Considering every line below, count those with the word "short" and give only the result.
DATA FOR ANALYSIS START
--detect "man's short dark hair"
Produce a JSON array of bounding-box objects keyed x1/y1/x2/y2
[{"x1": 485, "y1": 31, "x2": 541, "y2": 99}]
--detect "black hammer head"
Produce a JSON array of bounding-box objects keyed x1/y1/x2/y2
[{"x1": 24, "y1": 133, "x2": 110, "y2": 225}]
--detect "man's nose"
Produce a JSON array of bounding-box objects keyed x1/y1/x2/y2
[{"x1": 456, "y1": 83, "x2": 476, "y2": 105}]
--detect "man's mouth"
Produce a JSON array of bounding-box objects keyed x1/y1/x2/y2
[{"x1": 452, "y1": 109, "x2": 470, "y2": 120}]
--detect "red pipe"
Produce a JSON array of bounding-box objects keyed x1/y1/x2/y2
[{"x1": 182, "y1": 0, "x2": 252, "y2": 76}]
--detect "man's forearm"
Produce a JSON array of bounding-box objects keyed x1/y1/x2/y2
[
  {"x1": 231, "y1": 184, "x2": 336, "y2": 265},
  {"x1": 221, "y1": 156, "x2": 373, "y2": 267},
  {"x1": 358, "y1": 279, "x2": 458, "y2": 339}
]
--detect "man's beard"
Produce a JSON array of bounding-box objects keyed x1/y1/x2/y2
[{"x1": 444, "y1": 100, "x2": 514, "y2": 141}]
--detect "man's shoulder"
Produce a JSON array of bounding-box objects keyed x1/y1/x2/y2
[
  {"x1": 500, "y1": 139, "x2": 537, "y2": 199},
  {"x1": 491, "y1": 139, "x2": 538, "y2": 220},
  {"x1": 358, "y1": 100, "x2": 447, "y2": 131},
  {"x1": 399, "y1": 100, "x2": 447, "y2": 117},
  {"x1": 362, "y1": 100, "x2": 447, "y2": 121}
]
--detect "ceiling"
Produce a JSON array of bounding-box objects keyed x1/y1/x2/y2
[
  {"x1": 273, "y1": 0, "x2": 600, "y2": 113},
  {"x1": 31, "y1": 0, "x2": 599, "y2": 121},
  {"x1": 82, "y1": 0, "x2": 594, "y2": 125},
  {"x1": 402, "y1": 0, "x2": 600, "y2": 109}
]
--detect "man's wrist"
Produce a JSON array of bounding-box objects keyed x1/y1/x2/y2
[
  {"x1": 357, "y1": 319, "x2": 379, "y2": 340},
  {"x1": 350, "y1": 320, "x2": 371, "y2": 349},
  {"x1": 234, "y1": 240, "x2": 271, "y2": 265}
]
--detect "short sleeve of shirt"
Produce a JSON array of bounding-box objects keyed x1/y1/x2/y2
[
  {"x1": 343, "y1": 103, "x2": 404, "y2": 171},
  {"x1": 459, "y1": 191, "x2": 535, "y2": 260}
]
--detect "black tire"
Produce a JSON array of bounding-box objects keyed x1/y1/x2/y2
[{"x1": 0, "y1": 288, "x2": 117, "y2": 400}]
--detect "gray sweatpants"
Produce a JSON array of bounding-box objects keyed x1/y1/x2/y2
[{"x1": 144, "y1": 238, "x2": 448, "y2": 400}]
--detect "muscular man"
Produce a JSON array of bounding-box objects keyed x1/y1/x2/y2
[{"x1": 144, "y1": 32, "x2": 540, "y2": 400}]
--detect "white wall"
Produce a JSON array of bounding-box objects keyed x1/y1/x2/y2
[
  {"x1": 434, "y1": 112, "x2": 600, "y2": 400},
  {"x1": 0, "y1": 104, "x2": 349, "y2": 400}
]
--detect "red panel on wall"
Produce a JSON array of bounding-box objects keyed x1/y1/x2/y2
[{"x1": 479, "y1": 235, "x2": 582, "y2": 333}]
DATA FOR ANALYSIS END
#### ANSWER SPACE
2